-- Work instructions --
Nothing but the lines from the one that contains "the front door" through the end of the listing should appear, set down exactly.

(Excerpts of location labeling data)
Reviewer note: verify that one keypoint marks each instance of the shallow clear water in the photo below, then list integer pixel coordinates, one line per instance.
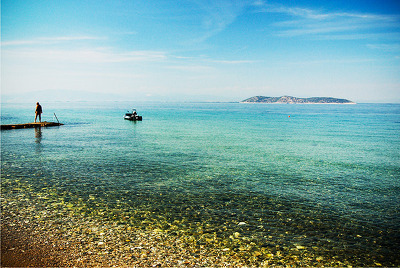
(321, 177)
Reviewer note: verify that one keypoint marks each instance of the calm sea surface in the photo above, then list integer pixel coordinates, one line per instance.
(316, 177)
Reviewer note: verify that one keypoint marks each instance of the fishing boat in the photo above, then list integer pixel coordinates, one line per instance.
(133, 116)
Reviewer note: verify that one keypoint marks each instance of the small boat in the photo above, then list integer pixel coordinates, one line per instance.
(133, 116)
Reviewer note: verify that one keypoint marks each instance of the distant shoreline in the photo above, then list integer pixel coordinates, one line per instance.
(296, 100)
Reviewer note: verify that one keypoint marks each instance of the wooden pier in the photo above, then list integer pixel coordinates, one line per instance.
(31, 125)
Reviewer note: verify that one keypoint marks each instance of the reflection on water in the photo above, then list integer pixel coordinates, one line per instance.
(38, 134)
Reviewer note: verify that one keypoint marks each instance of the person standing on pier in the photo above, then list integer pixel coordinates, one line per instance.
(38, 112)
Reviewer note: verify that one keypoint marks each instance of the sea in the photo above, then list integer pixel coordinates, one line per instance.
(290, 177)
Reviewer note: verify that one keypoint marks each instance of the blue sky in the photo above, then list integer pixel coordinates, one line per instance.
(202, 50)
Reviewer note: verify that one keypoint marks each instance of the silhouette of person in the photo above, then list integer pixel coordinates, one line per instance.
(38, 112)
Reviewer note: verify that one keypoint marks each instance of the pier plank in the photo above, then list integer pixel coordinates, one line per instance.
(31, 125)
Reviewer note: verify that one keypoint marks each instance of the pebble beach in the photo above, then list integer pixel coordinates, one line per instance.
(222, 185)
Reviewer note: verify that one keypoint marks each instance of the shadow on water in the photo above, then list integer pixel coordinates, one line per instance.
(38, 140)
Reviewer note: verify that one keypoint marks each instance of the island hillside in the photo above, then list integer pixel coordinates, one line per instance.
(290, 99)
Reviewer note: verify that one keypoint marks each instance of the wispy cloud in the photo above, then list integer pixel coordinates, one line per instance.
(322, 24)
(93, 55)
(385, 47)
(48, 40)
(217, 15)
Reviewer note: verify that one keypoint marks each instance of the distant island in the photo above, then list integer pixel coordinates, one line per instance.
(294, 100)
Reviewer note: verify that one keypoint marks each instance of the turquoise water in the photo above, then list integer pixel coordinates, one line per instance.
(320, 177)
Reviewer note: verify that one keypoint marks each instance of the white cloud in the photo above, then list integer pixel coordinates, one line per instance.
(328, 25)
(85, 55)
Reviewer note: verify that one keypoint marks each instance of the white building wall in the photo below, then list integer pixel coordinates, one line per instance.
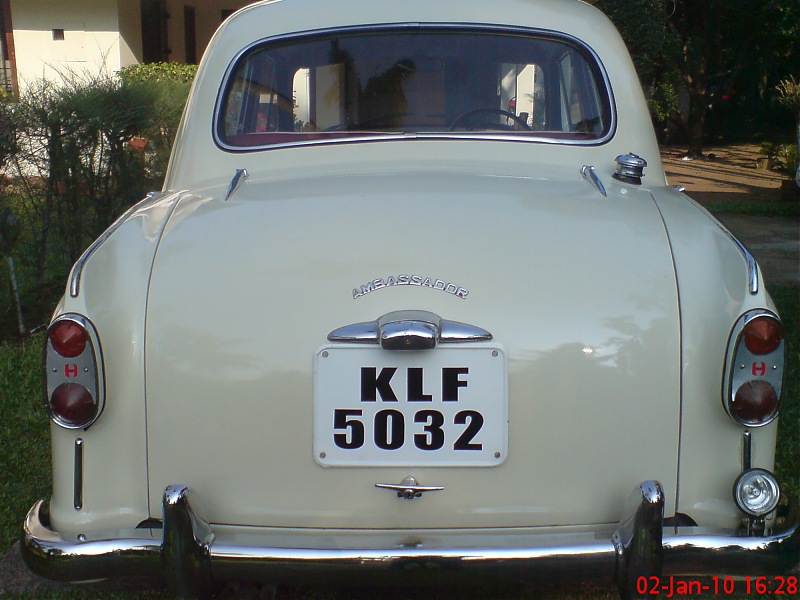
(99, 35)
(91, 39)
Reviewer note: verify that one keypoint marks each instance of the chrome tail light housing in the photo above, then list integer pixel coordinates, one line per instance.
(73, 372)
(754, 372)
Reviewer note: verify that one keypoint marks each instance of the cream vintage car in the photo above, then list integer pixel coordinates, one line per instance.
(416, 299)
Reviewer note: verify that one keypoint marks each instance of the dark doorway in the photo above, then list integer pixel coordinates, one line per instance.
(190, 34)
(155, 40)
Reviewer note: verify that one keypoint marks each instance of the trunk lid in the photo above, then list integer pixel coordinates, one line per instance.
(577, 290)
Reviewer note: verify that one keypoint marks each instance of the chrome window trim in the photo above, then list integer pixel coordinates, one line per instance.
(77, 499)
(398, 136)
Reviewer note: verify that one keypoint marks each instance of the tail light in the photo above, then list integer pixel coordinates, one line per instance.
(73, 372)
(754, 377)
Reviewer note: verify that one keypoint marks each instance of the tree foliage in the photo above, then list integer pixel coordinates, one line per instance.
(711, 66)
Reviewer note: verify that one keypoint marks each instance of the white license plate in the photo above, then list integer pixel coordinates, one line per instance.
(441, 407)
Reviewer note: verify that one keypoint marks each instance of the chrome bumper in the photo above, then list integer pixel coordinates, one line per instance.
(191, 555)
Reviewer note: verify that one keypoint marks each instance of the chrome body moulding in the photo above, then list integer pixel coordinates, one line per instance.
(190, 553)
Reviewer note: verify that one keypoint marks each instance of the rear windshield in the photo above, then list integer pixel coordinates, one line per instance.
(437, 82)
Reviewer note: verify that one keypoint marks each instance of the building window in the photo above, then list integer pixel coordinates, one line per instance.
(8, 65)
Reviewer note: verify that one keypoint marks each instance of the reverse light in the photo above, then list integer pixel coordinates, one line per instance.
(74, 386)
(756, 492)
(754, 371)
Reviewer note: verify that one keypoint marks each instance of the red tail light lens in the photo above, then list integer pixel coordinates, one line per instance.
(763, 335)
(72, 405)
(68, 338)
(755, 402)
(73, 372)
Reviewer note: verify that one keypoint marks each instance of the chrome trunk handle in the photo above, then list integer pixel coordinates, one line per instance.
(409, 488)
(409, 330)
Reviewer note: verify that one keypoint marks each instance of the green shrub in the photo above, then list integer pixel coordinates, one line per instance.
(158, 72)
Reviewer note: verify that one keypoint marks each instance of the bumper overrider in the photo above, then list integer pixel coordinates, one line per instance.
(191, 555)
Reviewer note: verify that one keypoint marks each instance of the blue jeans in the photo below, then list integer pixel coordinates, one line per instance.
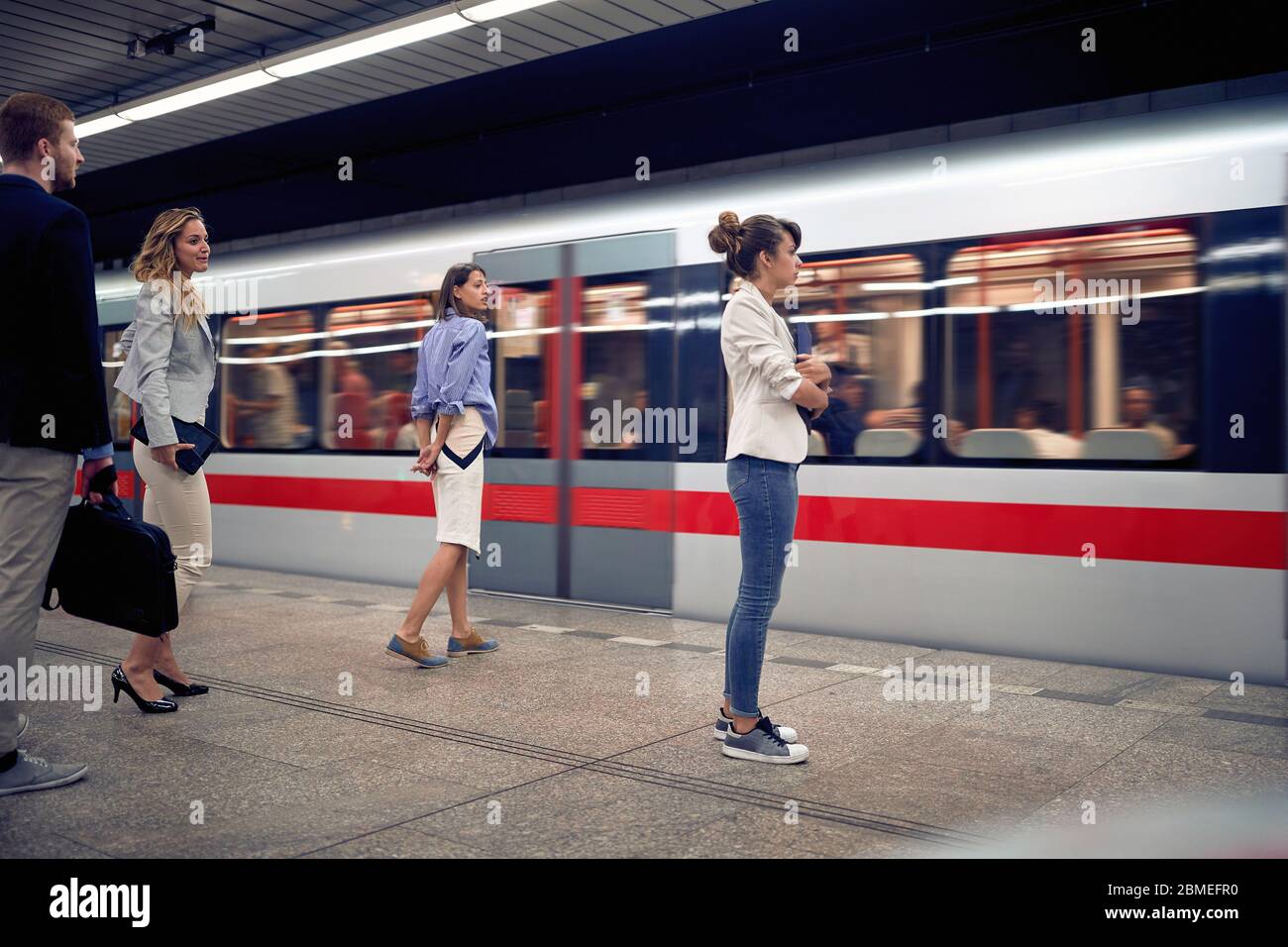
(764, 491)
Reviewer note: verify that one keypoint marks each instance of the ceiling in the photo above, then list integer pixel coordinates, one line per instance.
(589, 86)
(76, 51)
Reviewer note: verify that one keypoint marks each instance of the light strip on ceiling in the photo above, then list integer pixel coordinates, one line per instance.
(318, 55)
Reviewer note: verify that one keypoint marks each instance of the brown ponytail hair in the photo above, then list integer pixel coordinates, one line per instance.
(742, 243)
(459, 274)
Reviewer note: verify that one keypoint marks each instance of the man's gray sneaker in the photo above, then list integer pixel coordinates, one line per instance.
(31, 774)
(786, 733)
(763, 745)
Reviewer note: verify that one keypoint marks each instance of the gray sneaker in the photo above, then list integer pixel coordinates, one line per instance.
(31, 774)
(786, 733)
(763, 745)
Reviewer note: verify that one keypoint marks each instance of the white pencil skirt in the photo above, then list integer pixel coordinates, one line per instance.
(459, 482)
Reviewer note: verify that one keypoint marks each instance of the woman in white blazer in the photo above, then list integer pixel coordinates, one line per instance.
(168, 369)
(768, 441)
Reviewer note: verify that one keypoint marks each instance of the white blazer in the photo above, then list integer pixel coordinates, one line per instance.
(760, 359)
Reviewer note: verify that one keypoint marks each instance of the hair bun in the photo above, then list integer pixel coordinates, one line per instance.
(725, 235)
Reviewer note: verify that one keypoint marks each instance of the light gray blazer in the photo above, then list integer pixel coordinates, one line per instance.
(167, 371)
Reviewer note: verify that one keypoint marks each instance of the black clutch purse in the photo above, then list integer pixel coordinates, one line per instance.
(204, 440)
(804, 341)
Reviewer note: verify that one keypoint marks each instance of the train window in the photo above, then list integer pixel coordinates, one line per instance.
(524, 338)
(368, 369)
(120, 408)
(866, 316)
(621, 412)
(1074, 348)
(268, 376)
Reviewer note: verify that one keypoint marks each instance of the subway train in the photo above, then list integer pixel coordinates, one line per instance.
(1056, 425)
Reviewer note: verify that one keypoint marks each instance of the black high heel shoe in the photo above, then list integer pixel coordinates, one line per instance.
(179, 689)
(121, 684)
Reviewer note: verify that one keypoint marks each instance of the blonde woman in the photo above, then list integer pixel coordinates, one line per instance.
(168, 369)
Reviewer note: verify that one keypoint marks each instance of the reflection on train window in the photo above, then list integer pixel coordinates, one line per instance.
(368, 372)
(1078, 347)
(526, 334)
(864, 317)
(120, 408)
(613, 339)
(269, 375)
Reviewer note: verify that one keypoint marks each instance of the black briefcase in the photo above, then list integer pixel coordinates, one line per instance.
(114, 570)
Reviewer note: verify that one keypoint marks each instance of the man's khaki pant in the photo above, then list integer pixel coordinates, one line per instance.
(35, 489)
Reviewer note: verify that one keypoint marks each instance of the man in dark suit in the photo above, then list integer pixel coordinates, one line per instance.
(53, 403)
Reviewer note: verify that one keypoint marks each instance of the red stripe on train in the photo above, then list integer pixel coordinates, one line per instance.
(1202, 538)
(400, 497)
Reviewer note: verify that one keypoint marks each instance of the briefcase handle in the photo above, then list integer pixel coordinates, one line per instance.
(99, 483)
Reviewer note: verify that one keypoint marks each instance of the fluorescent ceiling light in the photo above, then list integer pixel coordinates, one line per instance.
(366, 46)
(320, 55)
(103, 124)
(194, 97)
(501, 8)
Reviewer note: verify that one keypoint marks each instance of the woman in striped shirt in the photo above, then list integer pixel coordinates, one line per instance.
(452, 385)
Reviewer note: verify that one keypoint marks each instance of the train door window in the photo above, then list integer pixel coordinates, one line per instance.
(120, 408)
(866, 318)
(524, 342)
(1074, 347)
(625, 398)
(368, 369)
(268, 377)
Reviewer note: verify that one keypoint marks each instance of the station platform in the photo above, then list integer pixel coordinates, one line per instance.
(590, 735)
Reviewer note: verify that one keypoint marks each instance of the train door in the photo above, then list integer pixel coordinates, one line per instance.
(579, 502)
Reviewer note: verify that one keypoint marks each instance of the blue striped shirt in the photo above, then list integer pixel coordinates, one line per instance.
(454, 369)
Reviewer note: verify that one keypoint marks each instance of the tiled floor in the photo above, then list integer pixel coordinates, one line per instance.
(584, 736)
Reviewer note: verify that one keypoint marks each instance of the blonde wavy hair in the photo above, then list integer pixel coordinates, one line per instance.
(158, 265)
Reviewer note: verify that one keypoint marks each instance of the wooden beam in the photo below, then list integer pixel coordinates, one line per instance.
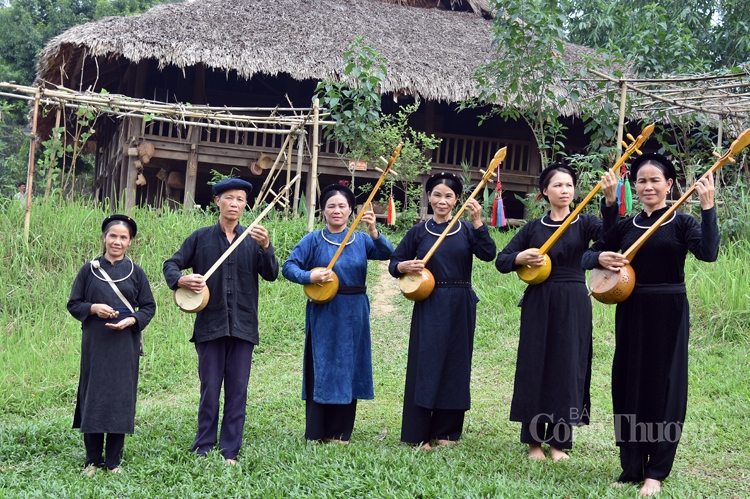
(191, 170)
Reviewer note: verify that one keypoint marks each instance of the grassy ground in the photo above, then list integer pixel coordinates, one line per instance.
(41, 456)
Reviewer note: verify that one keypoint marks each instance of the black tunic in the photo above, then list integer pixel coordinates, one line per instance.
(232, 308)
(650, 366)
(441, 339)
(553, 367)
(108, 383)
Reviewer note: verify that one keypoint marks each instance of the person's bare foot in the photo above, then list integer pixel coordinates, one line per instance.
(446, 443)
(558, 454)
(89, 470)
(536, 452)
(650, 487)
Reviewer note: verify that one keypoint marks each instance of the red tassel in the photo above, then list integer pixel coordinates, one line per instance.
(391, 218)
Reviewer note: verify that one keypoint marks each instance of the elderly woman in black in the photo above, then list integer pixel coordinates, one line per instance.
(553, 369)
(441, 339)
(112, 298)
(650, 366)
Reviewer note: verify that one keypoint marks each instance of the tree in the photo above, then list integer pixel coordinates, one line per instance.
(366, 134)
(521, 81)
(690, 36)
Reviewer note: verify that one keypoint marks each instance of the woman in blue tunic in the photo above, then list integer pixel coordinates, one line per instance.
(338, 358)
(652, 326)
(441, 339)
(553, 366)
(110, 343)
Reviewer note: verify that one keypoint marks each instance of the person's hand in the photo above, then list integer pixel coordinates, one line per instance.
(706, 190)
(475, 211)
(260, 235)
(612, 261)
(408, 266)
(321, 275)
(609, 187)
(530, 256)
(193, 282)
(369, 219)
(104, 311)
(119, 326)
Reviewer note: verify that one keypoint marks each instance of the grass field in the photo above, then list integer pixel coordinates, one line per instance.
(41, 456)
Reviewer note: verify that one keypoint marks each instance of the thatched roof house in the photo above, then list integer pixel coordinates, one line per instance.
(431, 52)
(255, 52)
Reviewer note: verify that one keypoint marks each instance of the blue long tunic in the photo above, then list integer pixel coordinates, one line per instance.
(340, 329)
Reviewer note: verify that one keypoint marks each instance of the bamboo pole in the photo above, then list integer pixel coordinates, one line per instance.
(314, 166)
(288, 173)
(30, 173)
(621, 122)
(52, 159)
(300, 150)
(269, 178)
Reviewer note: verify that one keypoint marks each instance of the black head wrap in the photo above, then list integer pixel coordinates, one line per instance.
(229, 184)
(332, 190)
(661, 162)
(453, 182)
(551, 170)
(129, 222)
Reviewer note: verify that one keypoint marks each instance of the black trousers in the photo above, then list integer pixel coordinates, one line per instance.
(638, 465)
(558, 435)
(95, 446)
(224, 360)
(325, 421)
(420, 425)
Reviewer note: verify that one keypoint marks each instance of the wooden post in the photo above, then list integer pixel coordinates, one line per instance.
(300, 152)
(52, 159)
(191, 172)
(312, 180)
(194, 137)
(288, 172)
(135, 131)
(30, 173)
(621, 123)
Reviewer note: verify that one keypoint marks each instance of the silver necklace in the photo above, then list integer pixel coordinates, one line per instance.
(95, 264)
(643, 227)
(557, 225)
(350, 241)
(455, 231)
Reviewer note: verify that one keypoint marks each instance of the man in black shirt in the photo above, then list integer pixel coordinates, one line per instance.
(226, 331)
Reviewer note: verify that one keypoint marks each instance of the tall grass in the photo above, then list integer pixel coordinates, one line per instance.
(40, 456)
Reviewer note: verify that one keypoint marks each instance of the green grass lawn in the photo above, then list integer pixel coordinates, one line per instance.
(41, 456)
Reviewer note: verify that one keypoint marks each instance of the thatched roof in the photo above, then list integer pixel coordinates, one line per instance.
(430, 52)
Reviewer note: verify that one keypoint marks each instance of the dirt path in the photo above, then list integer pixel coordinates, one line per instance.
(383, 292)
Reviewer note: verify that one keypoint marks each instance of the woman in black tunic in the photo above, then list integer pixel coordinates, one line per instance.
(553, 370)
(441, 339)
(649, 370)
(110, 343)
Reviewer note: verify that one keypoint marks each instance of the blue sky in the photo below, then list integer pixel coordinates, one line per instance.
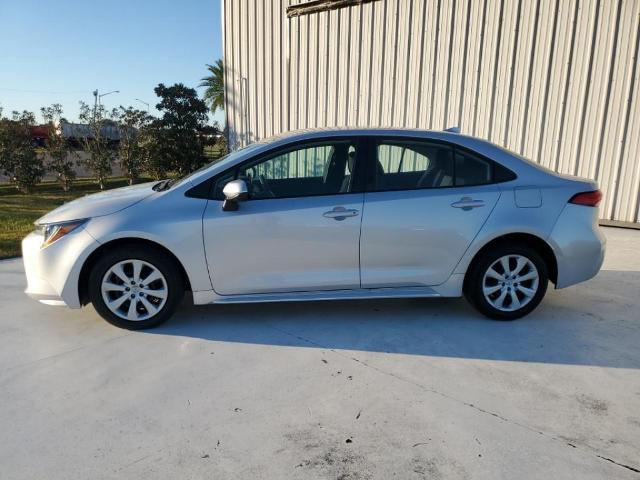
(59, 51)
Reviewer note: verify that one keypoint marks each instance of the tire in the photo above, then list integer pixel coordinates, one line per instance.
(155, 302)
(529, 285)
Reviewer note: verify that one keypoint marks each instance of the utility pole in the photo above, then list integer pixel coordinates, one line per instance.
(95, 103)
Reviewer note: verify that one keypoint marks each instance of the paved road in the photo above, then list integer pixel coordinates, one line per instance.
(350, 390)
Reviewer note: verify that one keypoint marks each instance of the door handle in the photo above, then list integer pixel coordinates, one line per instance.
(467, 203)
(340, 213)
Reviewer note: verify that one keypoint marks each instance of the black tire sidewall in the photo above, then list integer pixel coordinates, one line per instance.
(474, 286)
(152, 256)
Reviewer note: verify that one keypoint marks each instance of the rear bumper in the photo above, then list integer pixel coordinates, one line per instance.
(53, 272)
(578, 244)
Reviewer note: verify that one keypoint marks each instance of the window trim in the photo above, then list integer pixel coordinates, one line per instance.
(357, 186)
(372, 156)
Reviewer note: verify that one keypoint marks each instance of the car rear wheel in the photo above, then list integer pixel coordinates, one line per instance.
(507, 282)
(135, 288)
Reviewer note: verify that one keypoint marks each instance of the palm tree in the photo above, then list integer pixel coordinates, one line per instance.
(214, 83)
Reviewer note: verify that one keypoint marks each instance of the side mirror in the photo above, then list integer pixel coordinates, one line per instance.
(235, 191)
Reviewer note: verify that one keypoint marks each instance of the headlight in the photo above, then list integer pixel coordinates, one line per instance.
(55, 231)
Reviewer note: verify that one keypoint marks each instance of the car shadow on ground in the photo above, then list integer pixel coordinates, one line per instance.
(589, 324)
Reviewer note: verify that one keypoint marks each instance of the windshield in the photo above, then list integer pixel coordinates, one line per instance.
(222, 162)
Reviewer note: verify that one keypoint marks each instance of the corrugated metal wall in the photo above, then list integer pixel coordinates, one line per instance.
(555, 80)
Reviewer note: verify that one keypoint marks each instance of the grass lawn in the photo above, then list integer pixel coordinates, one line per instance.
(18, 211)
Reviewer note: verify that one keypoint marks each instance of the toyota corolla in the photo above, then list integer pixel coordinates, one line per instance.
(324, 215)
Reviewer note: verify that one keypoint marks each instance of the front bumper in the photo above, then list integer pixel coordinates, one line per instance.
(53, 272)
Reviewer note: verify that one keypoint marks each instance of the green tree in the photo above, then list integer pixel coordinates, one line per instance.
(153, 143)
(96, 143)
(214, 86)
(131, 122)
(18, 157)
(177, 133)
(59, 154)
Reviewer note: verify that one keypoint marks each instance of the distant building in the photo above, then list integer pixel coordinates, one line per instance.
(554, 80)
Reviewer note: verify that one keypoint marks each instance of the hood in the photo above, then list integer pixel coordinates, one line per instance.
(99, 204)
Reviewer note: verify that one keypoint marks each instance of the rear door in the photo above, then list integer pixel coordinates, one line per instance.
(425, 203)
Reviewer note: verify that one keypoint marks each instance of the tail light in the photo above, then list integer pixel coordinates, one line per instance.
(588, 199)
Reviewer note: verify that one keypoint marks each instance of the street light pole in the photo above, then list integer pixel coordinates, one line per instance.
(104, 94)
(142, 101)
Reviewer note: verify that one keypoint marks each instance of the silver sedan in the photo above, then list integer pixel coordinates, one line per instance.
(324, 215)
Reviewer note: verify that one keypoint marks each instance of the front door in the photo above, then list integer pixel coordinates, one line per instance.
(425, 204)
(300, 228)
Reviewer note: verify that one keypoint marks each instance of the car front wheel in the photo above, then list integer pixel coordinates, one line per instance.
(507, 282)
(135, 287)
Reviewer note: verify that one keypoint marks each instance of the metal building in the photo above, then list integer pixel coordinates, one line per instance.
(554, 80)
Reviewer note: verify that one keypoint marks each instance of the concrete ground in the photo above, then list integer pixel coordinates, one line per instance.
(342, 390)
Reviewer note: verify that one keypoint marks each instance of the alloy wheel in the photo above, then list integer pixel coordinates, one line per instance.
(134, 290)
(510, 283)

-- Answer to the task --
Reviewer note: verify that one keypoint marks each instance of the front door in the photo above, then list integer pixel coordinates, one line per instance.
(425, 204)
(300, 228)
Reviewer note: verify that one keypoint marks each instance of the car front wheel in the photo above, then list integer pixel coordinates, one line per instance.
(507, 282)
(135, 287)
Reviewer note: verify that one keypoint marks each instance of the metal building in the photo above, then list integer pixel coordinates, one line per instance.
(554, 80)
Reviewer note: verify that one keypoint marks each instance of the concrete ground in the photo above, then list integer pixel coordinates, one line per instance.
(342, 390)
Reviewer note: verify that one keypoint marks each instance of the alloy wheel in the photo above, then list integer pixel coordinates, one line per instance.
(134, 290)
(510, 283)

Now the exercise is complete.